= Aim of the task =
Please translate this sentence from the forum thread into Spanish: "I don't recognize myself in the mirror."

= Text under study =
——

# people look awfully strange/foreign like, please help!!!!!!



## sherlock

this is really freaking me out. when I look at my mother, I feel like I no longer recognize her. of course she looks like she always has, but she looks so unfamiliar. so do all people. I don't recognize myself in the mirror. who is this person looking back at me? I know it's me but is this the way humans and people actually look? I don't recognize it. It's like I've been identifying myself with my head/thoughts so much. I feel like an alien who's just been dropped down on earth and finds everything to be extremely weird and unfamiliar. I feel like I'm in a dream or something.

I was watching how i met your mother last night, and they all looked strange. do we humans look like that? I had to remind myself that I also look like that by touching my face, body etc.

please please please help me. these thoughts are freaking me out, I'm extremely scared of them. I'll appreciate every word.


----------



## spudgirl

while i haven't had your exact problem, i can TOTALLY identify with feeling like an alien who's arrived on earth for the first time. it was like suddenly everything about life that i had previously just accepted became completely foreign and strange to me. questioning everything - and i mean EVERYTHING - and getting severe panic attacks about it all.

deep down, you know that your mom is your mom and you are you, your anxiety is just altering your perceptions. you need to find a way to calm your anxiety, get out of your head and become reconnected with the world again. i'm saying this as someone who is struggling with the same thing. i can only speak for myself, but medication has helped me so much. it has calmed my mind to the point where i feel grounded and can work on my flawed thought processes through therapy and healthy living.

there was a time in your life in which you weren't suffering from DP, right? and all seemed right and normal? i honestly believe you can train your brain and get it back to the right way of perceiving things. and when it passes this will all seem like a distant dream. good luck.


----------



## Guest

Read your signature! It will totally pass.

——

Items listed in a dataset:
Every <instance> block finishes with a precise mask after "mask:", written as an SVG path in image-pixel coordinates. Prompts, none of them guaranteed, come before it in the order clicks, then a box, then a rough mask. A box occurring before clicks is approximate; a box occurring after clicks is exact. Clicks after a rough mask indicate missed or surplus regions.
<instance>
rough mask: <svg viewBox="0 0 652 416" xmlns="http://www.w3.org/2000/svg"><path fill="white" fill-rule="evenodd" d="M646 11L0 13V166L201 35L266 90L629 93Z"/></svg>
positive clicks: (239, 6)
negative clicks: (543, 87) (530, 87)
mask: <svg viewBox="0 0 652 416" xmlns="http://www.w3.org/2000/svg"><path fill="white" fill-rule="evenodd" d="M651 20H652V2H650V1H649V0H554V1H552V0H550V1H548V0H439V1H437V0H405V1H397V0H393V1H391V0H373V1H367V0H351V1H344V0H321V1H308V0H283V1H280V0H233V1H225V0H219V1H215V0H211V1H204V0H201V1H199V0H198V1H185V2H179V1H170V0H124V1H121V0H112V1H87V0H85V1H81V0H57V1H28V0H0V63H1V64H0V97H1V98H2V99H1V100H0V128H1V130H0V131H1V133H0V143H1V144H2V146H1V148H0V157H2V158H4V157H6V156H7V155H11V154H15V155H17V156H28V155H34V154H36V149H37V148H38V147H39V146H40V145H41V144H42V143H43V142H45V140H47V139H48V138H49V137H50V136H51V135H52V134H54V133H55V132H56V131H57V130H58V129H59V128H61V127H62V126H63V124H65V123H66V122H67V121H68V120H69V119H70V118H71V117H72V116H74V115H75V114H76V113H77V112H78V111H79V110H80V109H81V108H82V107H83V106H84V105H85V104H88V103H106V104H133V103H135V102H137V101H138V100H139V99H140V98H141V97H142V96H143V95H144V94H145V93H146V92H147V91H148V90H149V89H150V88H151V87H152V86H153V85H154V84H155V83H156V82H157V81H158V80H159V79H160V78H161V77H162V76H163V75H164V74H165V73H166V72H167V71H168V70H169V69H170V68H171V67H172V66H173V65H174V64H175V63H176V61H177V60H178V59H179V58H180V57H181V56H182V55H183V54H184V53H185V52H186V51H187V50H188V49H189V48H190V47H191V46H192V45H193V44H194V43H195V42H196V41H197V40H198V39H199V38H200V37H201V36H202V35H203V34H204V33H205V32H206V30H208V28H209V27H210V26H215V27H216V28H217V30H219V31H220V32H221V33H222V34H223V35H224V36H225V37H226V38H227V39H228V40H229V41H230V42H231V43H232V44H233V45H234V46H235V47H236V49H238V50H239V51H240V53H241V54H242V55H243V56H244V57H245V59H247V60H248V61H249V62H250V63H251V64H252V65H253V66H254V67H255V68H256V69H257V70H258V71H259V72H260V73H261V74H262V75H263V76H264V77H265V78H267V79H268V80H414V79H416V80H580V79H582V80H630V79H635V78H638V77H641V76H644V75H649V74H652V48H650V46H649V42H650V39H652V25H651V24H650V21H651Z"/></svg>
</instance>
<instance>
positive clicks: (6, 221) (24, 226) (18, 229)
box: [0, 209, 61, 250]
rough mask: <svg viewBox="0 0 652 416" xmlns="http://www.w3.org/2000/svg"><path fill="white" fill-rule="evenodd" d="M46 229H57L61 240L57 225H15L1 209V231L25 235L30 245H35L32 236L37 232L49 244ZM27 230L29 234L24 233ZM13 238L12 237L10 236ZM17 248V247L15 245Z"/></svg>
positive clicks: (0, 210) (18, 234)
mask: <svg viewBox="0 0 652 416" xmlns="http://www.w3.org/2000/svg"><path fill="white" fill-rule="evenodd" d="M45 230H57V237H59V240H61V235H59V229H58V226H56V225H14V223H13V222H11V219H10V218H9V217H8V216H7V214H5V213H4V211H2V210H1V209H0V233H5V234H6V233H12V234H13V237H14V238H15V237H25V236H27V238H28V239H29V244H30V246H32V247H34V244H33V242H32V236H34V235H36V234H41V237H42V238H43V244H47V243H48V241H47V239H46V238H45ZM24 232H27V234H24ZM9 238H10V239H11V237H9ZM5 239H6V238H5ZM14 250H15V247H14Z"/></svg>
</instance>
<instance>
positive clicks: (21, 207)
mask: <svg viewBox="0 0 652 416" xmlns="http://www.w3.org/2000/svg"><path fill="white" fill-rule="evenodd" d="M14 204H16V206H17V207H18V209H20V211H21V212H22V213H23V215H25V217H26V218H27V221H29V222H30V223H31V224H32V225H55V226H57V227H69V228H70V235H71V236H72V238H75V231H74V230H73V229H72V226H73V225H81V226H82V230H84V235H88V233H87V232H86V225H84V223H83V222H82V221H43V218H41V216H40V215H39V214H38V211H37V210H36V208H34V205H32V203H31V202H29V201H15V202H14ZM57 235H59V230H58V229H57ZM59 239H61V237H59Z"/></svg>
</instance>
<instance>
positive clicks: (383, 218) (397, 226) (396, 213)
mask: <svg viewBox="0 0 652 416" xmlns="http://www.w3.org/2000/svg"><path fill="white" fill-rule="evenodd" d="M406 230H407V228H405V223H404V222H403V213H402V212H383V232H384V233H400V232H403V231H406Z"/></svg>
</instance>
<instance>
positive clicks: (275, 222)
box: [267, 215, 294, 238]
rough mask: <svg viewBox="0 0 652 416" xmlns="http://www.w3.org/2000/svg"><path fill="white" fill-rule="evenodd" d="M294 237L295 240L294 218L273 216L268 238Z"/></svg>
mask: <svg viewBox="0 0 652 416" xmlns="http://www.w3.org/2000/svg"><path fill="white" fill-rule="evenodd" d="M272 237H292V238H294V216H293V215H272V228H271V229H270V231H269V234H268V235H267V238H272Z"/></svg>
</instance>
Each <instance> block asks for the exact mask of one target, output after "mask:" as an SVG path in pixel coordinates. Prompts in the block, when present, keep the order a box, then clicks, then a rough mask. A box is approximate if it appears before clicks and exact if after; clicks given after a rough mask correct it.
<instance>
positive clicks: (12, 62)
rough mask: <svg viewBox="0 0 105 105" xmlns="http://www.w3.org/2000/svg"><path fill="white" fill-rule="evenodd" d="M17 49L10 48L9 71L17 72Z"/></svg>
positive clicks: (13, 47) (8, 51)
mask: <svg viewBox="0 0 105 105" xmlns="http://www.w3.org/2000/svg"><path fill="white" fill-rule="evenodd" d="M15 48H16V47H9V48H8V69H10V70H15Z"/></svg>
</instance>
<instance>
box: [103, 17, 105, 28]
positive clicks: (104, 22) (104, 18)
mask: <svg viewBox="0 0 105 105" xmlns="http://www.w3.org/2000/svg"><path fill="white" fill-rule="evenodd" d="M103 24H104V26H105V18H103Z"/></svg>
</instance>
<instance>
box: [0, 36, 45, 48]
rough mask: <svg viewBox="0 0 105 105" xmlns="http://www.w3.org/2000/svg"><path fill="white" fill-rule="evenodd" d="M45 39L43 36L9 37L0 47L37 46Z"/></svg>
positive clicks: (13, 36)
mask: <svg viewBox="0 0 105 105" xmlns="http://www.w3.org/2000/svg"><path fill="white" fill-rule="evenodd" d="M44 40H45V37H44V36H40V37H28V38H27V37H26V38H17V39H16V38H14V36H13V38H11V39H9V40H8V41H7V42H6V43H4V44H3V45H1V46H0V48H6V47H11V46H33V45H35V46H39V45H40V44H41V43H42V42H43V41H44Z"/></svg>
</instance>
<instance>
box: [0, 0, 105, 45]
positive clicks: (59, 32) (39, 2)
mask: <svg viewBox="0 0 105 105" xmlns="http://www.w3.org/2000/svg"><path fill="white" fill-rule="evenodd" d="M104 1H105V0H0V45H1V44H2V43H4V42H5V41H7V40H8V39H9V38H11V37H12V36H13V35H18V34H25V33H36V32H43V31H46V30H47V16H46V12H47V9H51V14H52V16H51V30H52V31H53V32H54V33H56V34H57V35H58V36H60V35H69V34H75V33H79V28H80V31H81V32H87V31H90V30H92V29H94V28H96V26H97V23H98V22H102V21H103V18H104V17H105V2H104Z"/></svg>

——

= Your solution =
No me reconozco en el espejo.